Objectif visé: Pouvez-vous recopier le passage sur le collectionneur sahraoui de « A la rencontre » à « le Sahara. Rencontre. » en substituant « café » à « thé » ?

Texte fourni:
━━━━━━━━━━
A la rencontre d'Abdelwahab Sibaouaih, un collectionneur sahraoui atypique

© Houssam Hatim

Autour d’un thé sahraoui, Abdelwahab Siabaouaih, l’héritier de la bibliothèque du grand lettré Abdel Baqi Sibaouaih, nous parle de sa collection de manuscrits d’antan. L’occasion de revenir sur les origines de cette collection, l’héritage familial, Tombouctou et le Sahara. Rencontre.

Tanger, centre culturel Ahmed Boukmakh. Le collectionneur Abdelwahab Sibaouaih, issu d’une grande tribu de lettrés du Sahara, nous reçoit dans sa tente pour parler de son exposition durant la deuxième édition du Festival international Ibn Battouta. La manifestation célèbre la richesse et la diversité de la culture marocaine sous le thème « Les voyageurs, ambassadeurs de la paix ».
━━━━━━━━━━
Matériel fourni:

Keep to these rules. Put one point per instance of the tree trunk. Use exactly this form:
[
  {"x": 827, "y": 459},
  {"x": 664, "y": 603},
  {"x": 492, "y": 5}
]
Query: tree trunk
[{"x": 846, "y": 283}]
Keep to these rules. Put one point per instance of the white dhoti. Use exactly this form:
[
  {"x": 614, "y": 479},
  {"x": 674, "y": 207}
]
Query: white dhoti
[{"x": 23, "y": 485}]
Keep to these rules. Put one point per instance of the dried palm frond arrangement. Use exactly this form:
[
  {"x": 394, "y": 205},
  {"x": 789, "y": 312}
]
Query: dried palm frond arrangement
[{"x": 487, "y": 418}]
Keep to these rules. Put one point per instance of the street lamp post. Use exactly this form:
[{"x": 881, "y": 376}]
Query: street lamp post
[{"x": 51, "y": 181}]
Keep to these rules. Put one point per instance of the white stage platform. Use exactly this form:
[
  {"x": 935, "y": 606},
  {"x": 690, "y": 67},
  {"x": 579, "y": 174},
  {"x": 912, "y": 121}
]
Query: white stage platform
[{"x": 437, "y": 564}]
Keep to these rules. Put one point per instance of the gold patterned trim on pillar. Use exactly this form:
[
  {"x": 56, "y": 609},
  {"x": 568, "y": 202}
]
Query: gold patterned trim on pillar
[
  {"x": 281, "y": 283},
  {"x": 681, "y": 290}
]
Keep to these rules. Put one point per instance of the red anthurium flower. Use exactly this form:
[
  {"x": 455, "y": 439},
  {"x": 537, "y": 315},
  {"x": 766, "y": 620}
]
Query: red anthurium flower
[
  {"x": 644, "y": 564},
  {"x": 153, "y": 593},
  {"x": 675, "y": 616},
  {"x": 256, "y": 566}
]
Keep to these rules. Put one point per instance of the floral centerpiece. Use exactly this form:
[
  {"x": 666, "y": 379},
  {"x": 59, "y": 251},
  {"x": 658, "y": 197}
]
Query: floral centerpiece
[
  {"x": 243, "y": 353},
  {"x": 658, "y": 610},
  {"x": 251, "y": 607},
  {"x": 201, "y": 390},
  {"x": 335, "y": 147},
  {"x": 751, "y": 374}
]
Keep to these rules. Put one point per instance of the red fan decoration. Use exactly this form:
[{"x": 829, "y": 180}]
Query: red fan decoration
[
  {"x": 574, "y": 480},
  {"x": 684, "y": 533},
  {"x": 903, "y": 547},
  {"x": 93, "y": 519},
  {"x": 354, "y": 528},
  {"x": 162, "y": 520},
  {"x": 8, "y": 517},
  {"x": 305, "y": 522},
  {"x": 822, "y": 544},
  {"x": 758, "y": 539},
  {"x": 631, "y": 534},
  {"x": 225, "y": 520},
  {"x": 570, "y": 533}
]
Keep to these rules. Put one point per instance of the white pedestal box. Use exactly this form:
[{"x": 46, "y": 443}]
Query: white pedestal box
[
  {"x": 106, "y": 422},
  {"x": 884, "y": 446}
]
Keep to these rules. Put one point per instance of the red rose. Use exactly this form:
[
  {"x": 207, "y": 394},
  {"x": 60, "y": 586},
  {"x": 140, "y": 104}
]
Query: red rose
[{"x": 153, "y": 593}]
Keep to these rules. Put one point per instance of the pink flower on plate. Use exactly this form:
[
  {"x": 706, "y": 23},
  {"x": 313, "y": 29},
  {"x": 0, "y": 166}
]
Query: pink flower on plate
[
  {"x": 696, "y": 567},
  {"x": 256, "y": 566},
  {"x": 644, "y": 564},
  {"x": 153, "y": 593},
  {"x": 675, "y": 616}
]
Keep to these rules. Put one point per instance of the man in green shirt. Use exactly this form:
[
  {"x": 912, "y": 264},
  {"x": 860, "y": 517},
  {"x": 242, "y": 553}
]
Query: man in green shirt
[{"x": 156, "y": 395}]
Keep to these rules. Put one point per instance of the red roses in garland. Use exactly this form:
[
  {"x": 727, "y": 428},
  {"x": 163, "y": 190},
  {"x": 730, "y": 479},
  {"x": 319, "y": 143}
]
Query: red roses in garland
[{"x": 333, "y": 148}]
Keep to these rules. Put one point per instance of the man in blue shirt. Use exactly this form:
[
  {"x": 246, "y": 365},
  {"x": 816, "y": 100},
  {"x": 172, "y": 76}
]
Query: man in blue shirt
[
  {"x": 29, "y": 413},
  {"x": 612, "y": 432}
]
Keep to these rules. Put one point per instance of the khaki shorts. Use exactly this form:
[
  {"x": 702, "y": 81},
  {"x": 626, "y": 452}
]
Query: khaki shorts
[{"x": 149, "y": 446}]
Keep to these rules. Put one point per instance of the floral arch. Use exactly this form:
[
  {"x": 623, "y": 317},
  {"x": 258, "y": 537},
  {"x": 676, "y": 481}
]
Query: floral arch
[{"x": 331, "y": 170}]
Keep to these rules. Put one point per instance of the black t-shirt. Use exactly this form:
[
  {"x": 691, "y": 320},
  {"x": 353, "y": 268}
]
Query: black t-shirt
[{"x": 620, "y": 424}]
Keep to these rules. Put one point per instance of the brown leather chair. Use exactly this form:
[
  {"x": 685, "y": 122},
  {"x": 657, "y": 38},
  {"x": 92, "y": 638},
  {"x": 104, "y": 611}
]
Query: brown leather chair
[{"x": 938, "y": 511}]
━━━━━━━━━━
Résultat obtenu:
A la rencontre d'Abdelwahab Sibaouaih, un collectionneur sahraoui atypique

© Houssam Hatim

Autour d’un café sahraoui, Abdelwahab Siabaouaih, l’héritier de la bibliothèque du grand lettré Abdel Baqi Sibaouaih, nous parle de sa collection de manuscrits d’antan. L’occasion de revenir sur les origines de cette collection, l’héritage familial, Tombouctou et le Sahara. Rencontre.